Excerpted passage -

Samia Maktouf, a lawyer representing victims of the attacks, told France Info radio on Saturday that she was expecting a quick extradition, “so that the family and victims can put a face on the one who orchestrated these attacks.” Mr. Abdeslam, a French citizen, is subject to a European arrest warrant issued by France. His seizure in the Brussels neighborhood of Molenbeek after he spent four months on the run brought relief to people who had seen his wanted poster all over two countries for months.
She said that Mr. Abdeslam’s decision would probably delay extradition by at least two months, and that a trial would likely be years away. Bernard Cazeneuve, the French interior minister, said Saturday that he hoped Mr. Abdeslam could be delivered to France to face justice. He spoke after President François Hollande held an emergency security meeting in Paris.
Mr. Abdeslam, 26, is a Belgian-born French citizen of Moroccan ancestry who is thought to have driven a team of terrorists to the French national soccer stadium outside Paris on Nov. 13. Mr. Hollande has warned that more arrests will come as the authorities try to dismantle a network involved in the attacks that is much larger than originally suspected. The Islamic State group claimed responsibility for the Paris attacks.
He fled to Brussels early on Nov. 14, and it is still unclear what role exactly he played in the attacks and whether he was meant to carry out another suicide bombing in Paris. There are worries in Belgium that more attacks were being planned in part because in one of the Brussels apartments where Mr. Abdeslam’s fingerprints were found earlier in the week, the police found a flag of the Islamic State as well as a large amount of ammunition. The flag is frequently used as a prop in martyrdom videos that are filmed by the participants in attacks before they carry out the operation.
After a national security meeting convened by President François Hollande in Paris, Bernard Cazeneuve, France’s interior minister, said Mr. Abdeslam would have to face a French court. Mr. Cazeneuve called Mr. Abdeslam’s arrest a “major blow” to the Islamic State group in Europe, but warned that the threat of new attacks remained “extremely high.”
“The government is determined to bring everything to light,” Mr. Cazeneuve said. “This is an important blow against the Daesh terrorist organization in Europe,” he added, using an Arab term for the Islamic State group, which is also known as ISIS or ISIL. Belgium’s prime minister, Charles Michel, also said that “the fight is not over,” and the Belgian government announced that the nation’s terrorism alert level would remain unchanged at three on a four-point scale.
On Saturday, the Belgian federal prosecutor’s office announced that an investigating judge had issued an arrest warrant against Mr. Abdeslam and that he had been charged with “participation in terrorist murder and participation in the activities of a terrorist organization.” A Belgian federal prosecutor, Eric Van der Sypt, said that with an arrest warrant, Mr. Abdeslam would have to appear before a pretrial court, which will decide whether he stays in jail for up to an additional month.
A man using the pseudonyms Monir Ahmed Alaaj and Amine Choukry, who was also wounded by police on Friday and is believed to be Mr. Abdeslam’s accomplice, was served an arrest warrant on the same charges, the federal prosecutor’s office said.
A third man, identified only as Abid A., was charged with “participation in the activities of a terrorist organization and hiding of criminals.” A member of that man’s family, which is suspected of having sheltered Mr. Abdeslam, was charged with hiding criminals but was not detained. Another relative was released without charges.

Given data -

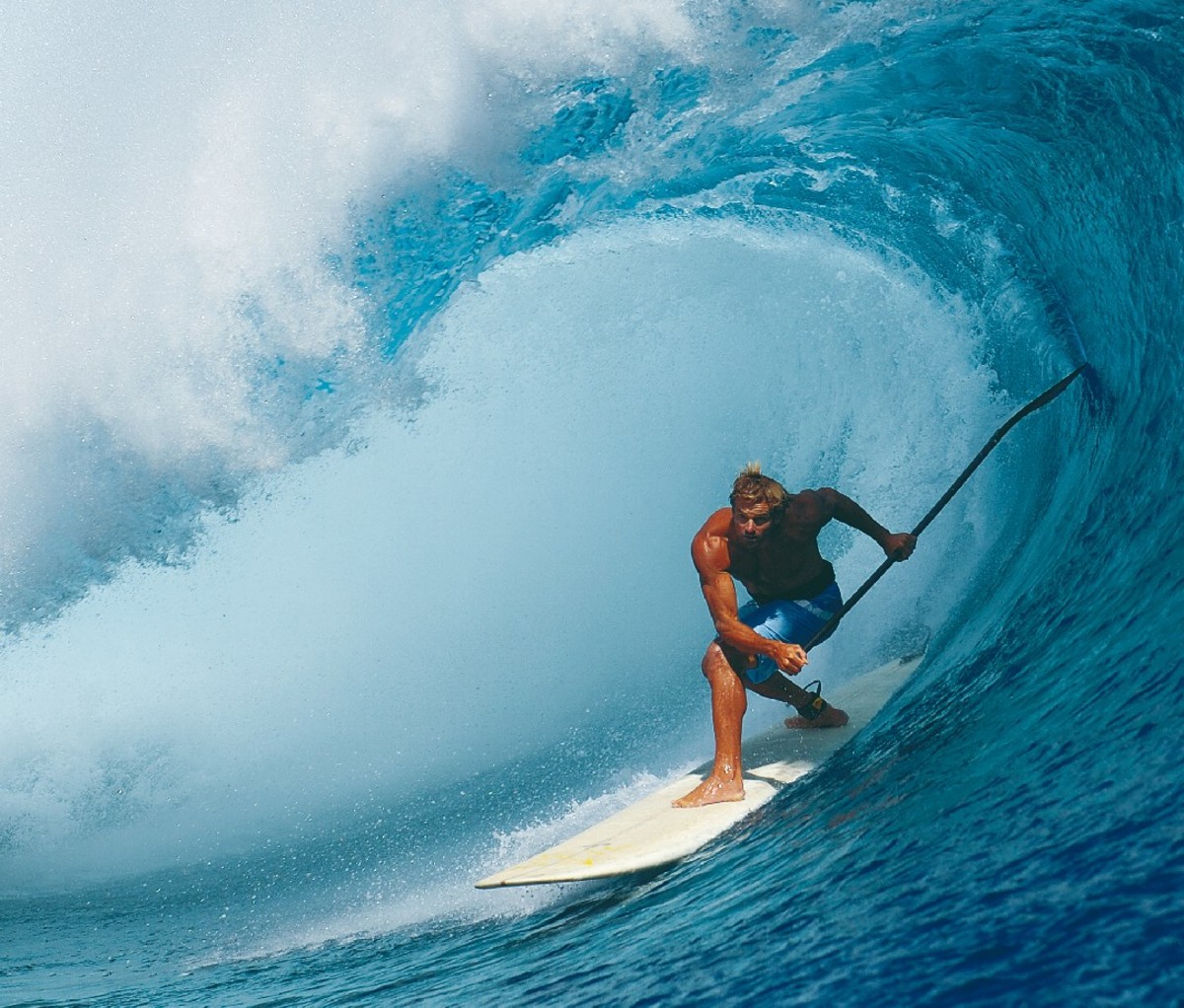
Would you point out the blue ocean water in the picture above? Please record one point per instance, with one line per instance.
(368, 369)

Prompt A -
In the Abdeslam article, copy word for word everything from "A man using" down to "released without charges.".
Prompt B -
According to the Abdeslam article, why are there worries in Belgium that more attacks were being planned?

Written solution A -
A man using the pseudonyms Monir Ahmed Alaaj and Amine Choukry, who was also wounded by police on Friday and is believed to be Mr. Abdeslam’s accomplice, was served an arrest warrant on the same charges, the federal prosecutor’s office said.
A third man, identified only as Abid A., was charged with “participation in the activities of a terrorist organization and hiding of criminals.” A member of that man’s family, which is suspected of having sheltered Mr. Abdeslam, was charged with hiding criminals but was not detained. Another relative was released without charges.

Written solution B -
In one of the Brussels apartments where Mr. Abdeslam's fingerprints were found earlier in the week, police found an Islamic State flag and a large amount of ammunition. That flag is often used as a prop in martyrdom videos that attackers film before carrying out an operation.